--- Start PASSAGE SHOWN ---

Chapter 11. OpenStack Sahara Installation

11.1. OpenStack Sahara Service Overview

Note

The Red Hat Enterprise Linux OpenStack Platform 5 release includes OpenStack Sahara as a Technology Preview. For more information on the support scope for features marked as technology previews, refer to https://access.redhat.com/support/offerings/techpreview/
OpenStack Sahara enables the fast provisioning and easy management of Hadoop clusters on OpenStack. Hadoop is used to store and analyze large amounts of data, which is usually unstructured but can be a combination of both complex and structured data:
  • Hadoop clusters are groups of servers acting as both storage servers, running the Hadoop Distributed File System (HDFS), and compute servers, running Hadoop's MapReduce (MR) framework. Cluster servers do not necessarily share memory or disks; they usually only share the network that connects them. This means that clusters can be easily added or removed as needed.

--- End PASSAGE SHOWN ---
--- Start RECORDS FOR THE TASK ---

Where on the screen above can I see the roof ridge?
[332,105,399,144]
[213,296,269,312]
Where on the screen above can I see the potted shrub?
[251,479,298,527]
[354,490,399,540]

--- End RECORDS FOR THE TASK ---

PROBLEMS TO WORK ON:
**1.** Reproduce the Sahara overview from "The Red Hat" up to and including "removed as needed.".
**2.** Rewrite the records, substituting "image" for "screen" and leaving everything else unchanged.
The records are unrelated to the Sahara overview.

TASK RESPONSES:
**1.**
The Red Hat Enterprise Linux OpenStack Platform 5 release includes OpenStack Sahara as a Technology Preview. For more information on the support scope for features marked as technology previews, refer to https://access.redhat.com/support/offerings/techpreview/
OpenStack Sahara enables the fast provisioning and easy management of Hadoop clusters on OpenStack. Hadoop is used to store and analyze large amounts of data, which is usually unstructured but can be a combination of both complex and structured data:
  • Hadoop clusters are groups of servers acting as both storage servers, running the Hadoop Distributed File System (HDFS), and compute servers, running Hadoop's MapReduce (MR) framework. Cluster servers do not necessarily share memory or disks; they usually only share the network that connects them. This means that clusters can be easily added or removed as needed.

**2.**
Where on the image above can I see the roof ridge?
[332,105,399,144]
[213,296,269,312]
Where on the image above can I see the potted shrub?
[251,479,298,527]
[354,490,399,540]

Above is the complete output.